Written exercise: Reproduce word for word everything from the line that contains "Q. Point to the woven" down to the final line of the entries below, including both of those lines. Omit the pictures from your answer.
**** Records ****
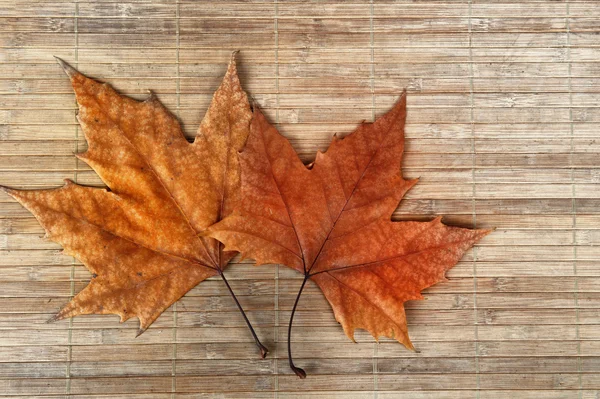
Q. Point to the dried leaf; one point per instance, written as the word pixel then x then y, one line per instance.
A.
pixel 331 222
pixel 140 238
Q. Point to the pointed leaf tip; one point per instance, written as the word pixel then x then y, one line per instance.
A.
pixel 54 318
pixel 69 70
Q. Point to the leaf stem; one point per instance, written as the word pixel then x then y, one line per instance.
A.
pixel 299 372
pixel 263 349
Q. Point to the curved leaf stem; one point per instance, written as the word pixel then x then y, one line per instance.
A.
pixel 299 372
pixel 263 349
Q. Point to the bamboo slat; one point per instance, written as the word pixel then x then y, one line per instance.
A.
pixel 502 131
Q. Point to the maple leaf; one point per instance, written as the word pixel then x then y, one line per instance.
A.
pixel 331 222
pixel 141 237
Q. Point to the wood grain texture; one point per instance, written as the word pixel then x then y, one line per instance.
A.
pixel 503 129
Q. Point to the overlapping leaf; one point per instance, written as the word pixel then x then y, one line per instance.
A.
pixel 331 222
pixel 141 237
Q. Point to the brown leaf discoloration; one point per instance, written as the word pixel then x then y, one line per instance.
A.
pixel 142 239
pixel 331 221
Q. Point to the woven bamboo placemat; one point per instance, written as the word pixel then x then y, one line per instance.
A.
pixel 502 129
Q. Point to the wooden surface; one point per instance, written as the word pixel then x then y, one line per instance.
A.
pixel 503 130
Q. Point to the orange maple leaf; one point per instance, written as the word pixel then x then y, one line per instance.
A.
pixel 331 222
pixel 141 237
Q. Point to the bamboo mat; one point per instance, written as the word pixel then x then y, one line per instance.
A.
pixel 502 129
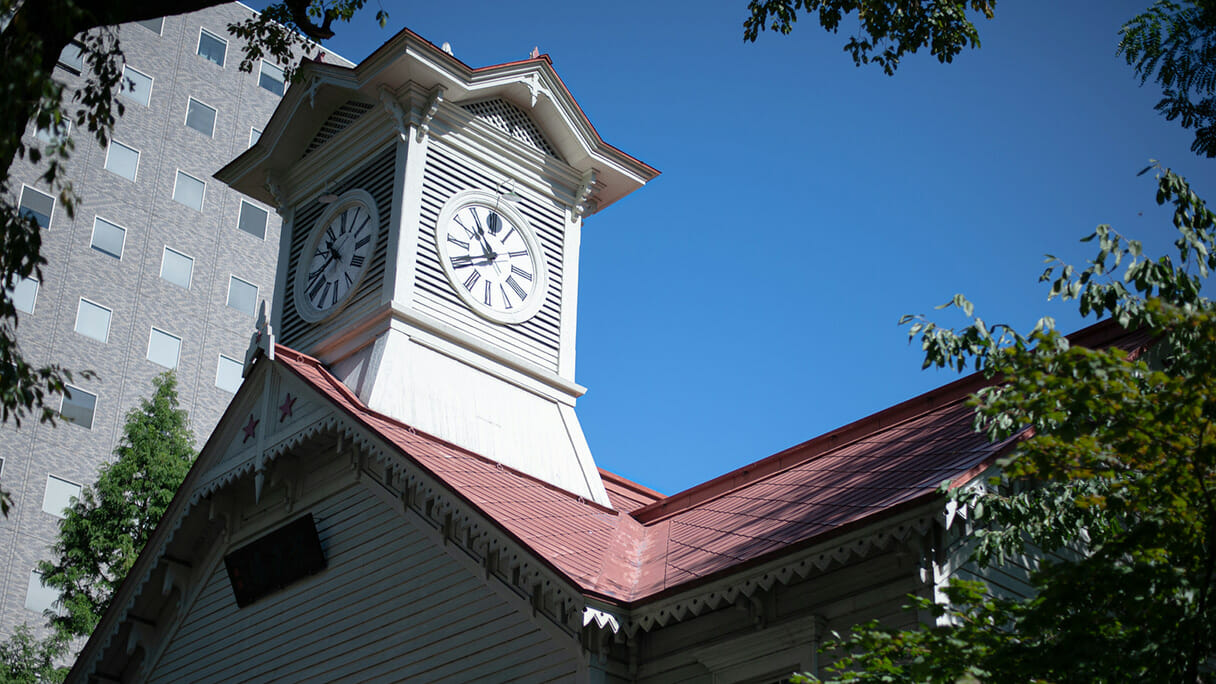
****
Answer for the task:
Q. Point to the woven bamboo placemat; one point per instance, written as the word pixel then x then y, one line per instance.
A.
pixel 502 129
Q. Point to the wooden surface; one point per instance, written as the word pixel then x then y, one line per instance.
A.
pixel 503 130
Q. Point to the orange maple leaf; one point per instance, written as the word pixel then x then y, one line per instance.
A.
pixel 331 222
pixel 141 237
Q. Point to the bamboo mat; one point per instance, written as the word pixel then x then y, one line per instance.
A.
pixel 502 129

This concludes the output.